_Short task_.
Reproduce every item below in full, with each polygon vertex coordinate in the answers scaled by 0.55 and rounded to a whole number, halves rounded up. Leave the other text unchanged and omit the pictures.
--*--
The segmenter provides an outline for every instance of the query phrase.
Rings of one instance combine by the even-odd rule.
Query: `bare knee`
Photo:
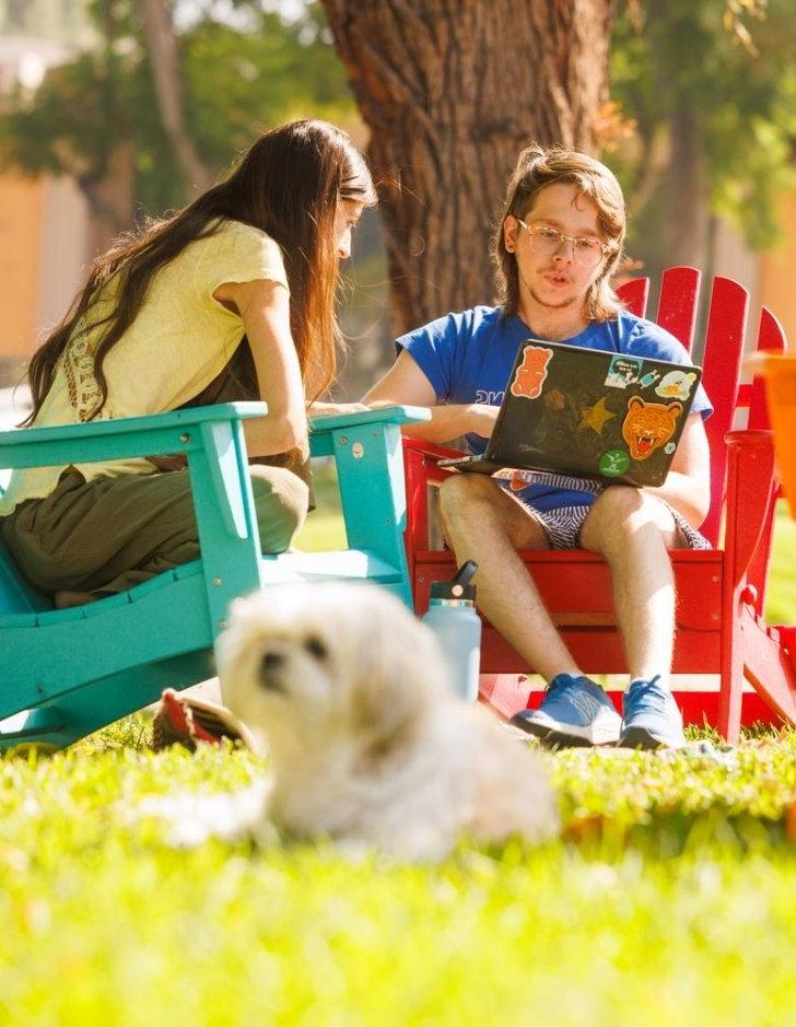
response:
[[[669,522],[671,524],[669,525]],[[646,545],[667,544],[675,523],[666,506],[632,486],[611,486],[597,497],[581,530],[585,549],[606,556],[642,533]]]
[[[304,524],[309,506],[309,488],[284,467],[256,465],[249,471],[261,549],[264,552],[283,552]]]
--*--
_Answer for this exercise_.
The segmenter provides an outline for every instance of the query phrase.
Rings of one instance combine by the even-odd rule.
Query: `bare knee`
Photo:
response:
[[[368,287],[369,288],[368,289]],[[355,300],[367,299],[371,288],[366,278],[348,267],[336,267],[328,273],[320,292],[322,302],[333,306],[353,293]]]
[[[167,288],[170,278],[170,268],[156,257],[141,256],[137,259],[144,302],[145,304],[156,304]]]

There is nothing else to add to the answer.